WORK INSTRUCTION: Return each record exactly as it appears, so that nothing is dropped or altered.

PROVIDED DATA:
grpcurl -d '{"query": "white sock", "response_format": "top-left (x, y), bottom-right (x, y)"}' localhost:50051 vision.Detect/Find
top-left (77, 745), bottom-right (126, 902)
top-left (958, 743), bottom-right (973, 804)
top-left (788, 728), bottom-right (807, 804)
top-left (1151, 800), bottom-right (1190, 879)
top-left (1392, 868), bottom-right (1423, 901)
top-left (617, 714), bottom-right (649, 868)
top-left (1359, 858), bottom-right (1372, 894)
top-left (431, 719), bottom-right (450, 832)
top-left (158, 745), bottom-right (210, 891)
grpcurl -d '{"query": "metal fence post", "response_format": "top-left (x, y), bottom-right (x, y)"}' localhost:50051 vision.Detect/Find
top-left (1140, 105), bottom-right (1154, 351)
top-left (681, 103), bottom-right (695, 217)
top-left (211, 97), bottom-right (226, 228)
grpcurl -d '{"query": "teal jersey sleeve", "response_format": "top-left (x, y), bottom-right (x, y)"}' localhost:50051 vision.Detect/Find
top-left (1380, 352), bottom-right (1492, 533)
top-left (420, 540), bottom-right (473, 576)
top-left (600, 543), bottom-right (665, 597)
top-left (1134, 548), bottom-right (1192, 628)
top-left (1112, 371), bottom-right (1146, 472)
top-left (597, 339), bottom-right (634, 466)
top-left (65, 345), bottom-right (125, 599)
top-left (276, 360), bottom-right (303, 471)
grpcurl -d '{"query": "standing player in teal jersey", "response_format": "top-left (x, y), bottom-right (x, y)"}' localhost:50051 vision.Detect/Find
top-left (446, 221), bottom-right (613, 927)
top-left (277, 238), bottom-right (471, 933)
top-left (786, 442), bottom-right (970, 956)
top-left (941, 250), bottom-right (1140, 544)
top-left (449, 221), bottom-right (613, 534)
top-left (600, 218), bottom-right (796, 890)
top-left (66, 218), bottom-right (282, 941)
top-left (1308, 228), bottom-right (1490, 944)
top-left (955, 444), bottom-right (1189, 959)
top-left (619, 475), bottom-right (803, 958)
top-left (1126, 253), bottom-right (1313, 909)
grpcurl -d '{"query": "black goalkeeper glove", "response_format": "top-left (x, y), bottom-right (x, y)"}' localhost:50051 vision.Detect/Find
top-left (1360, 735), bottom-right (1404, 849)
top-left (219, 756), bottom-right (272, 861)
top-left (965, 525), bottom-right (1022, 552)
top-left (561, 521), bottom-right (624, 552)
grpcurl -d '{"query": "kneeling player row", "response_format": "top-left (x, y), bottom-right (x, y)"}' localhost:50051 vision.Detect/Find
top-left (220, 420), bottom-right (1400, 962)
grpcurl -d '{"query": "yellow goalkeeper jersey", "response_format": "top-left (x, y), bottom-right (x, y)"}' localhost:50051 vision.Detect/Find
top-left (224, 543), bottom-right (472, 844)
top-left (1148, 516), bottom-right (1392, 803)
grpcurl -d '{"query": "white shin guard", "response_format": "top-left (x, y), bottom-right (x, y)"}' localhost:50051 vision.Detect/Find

EXPECTED OUTPUT:
grpcurl -d '{"query": "white sock", "response_format": "top-left (x, y), bottom-right (x, y)"}' localhost:50051 vision.Detect/Find
top-left (77, 745), bottom-right (126, 902)
top-left (958, 743), bottom-right (973, 804)
top-left (788, 728), bottom-right (807, 804)
top-left (1151, 800), bottom-right (1190, 879)
top-left (1392, 868), bottom-right (1423, 901)
top-left (617, 714), bottom-right (649, 868)
top-left (1359, 858), bottom-right (1372, 894)
top-left (431, 719), bottom-right (450, 832)
top-left (158, 745), bottom-right (210, 891)
grpcurl -d '{"query": "metal fence post", "response_format": "top-left (x, y), bottom-right (x, y)"}' localhost:50051 vision.Detect/Find
top-left (1140, 105), bottom-right (1154, 351)
top-left (681, 103), bottom-right (695, 217)
top-left (211, 97), bottom-right (226, 228)
grpcurl -d '{"query": "teal jersey sleeve", "response_format": "top-left (x, y), bottom-right (x, y)"}' localhost:50051 vision.Detect/Find
top-left (1380, 352), bottom-right (1492, 533)
top-left (420, 540), bottom-right (473, 576)
top-left (600, 543), bottom-right (665, 597)
top-left (1134, 548), bottom-right (1192, 628)
top-left (1112, 371), bottom-right (1146, 472)
top-left (597, 339), bottom-right (634, 466)
top-left (65, 345), bottom-right (125, 599)
top-left (276, 360), bottom-right (303, 471)
grpcurl -d '{"query": "standing player in teal jersey", "response_format": "top-left (x, y), bottom-right (x, y)"}' localhost:50051 vision.Detect/Find
top-left (446, 221), bottom-right (613, 927)
top-left (277, 238), bottom-right (471, 933)
top-left (786, 442), bottom-right (970, 956)
top-left (941, 250), bottom-right (1140, 544)
top-left (449, 221), bottom-right (613, 534)
top-left (600, 218), bottom-right (796, 890)
top-left (66, 218), bottom-right (282, 941)
top-left (1308, 228), bottom-right (1490, 944)
top-left (955, 444), bottom-right (1189, 959)
top-left (619, 475), bottom-right (803, 958)
top-left (1126, 253), bottom-right (1313, 909)
grpcurl -d '{"query": "black goalkeeper glove", "response_format": "top-left (x, y), bottom-right (x, y)"}' localhost:50051 vision.Detect/Find
top-left (1360, 735), bottom-right (1404, 849)
top-left (219, 756), bottom-right (272, 861)
top-left (965, 525), bottom-right (1022, 552)
top-left (561, 521), bottom-right (624, 552)
grpcurl -d '{"query": "kneeling player row", "response_format": "top-left (x, y), bottom-right (x, y)"}' localhost:50051 vision.Detect/Find
top-left (220, 420), bottom-right (1400, 962)
grpcurl -d '{"query": "yellow goalkeeper jersey", "response_format": "top-left (x, y), bottom-right (x, y)"}' localhost:50051 vision.Detect/Find
top-left (224, 543), bottom-right (472, 844)
top-left (1148, 516), bottom-right (1392, 803)
grpcurl -d '{"query": "white shin guard", "response_format": "top-left (x, y), bottom-right (x, y)"}' localhost:50051 vision.Detect/Find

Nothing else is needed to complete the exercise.